Show every line of the listing below that contains the word "blue".

---------- Extracted material

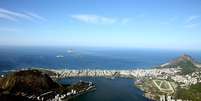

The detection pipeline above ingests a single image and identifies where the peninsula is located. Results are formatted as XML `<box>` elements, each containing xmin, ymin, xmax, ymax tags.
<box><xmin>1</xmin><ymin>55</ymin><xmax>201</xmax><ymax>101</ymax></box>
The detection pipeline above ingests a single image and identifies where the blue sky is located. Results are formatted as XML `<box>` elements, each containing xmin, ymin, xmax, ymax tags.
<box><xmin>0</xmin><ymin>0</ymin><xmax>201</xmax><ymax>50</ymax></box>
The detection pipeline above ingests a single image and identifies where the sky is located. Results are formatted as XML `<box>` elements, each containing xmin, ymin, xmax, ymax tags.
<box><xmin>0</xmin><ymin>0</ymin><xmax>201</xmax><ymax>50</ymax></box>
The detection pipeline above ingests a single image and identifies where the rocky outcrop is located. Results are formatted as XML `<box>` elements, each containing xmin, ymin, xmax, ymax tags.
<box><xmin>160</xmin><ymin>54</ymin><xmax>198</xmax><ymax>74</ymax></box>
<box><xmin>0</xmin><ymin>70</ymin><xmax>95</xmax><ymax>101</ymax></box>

--------------------
---------- Extracted material

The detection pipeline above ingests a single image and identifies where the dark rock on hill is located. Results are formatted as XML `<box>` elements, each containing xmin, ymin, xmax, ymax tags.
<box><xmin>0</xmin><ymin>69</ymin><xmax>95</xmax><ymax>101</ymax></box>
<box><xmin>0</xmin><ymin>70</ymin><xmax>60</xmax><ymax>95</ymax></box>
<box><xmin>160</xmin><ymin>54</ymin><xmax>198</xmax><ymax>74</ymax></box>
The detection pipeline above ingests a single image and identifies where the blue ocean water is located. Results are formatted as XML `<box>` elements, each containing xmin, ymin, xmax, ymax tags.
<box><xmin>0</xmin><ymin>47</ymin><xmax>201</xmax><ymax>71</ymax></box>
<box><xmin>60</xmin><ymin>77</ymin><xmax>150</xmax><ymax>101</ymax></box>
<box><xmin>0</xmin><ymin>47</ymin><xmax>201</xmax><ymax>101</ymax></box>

--------------------

## Reply to the exercise
The detection pipeline above ingests a single image and identifies where the blue sky is located. Results are formatted as XML `<box>` elements, each containing xmin, ymin, xmax, ymax tags.
The detection pipeline above ingests a single image and identifies where the blue ocean water is located. Results are formatted as XML `<box>` elements, each containing xmin, ymin, xmax, ymax tags.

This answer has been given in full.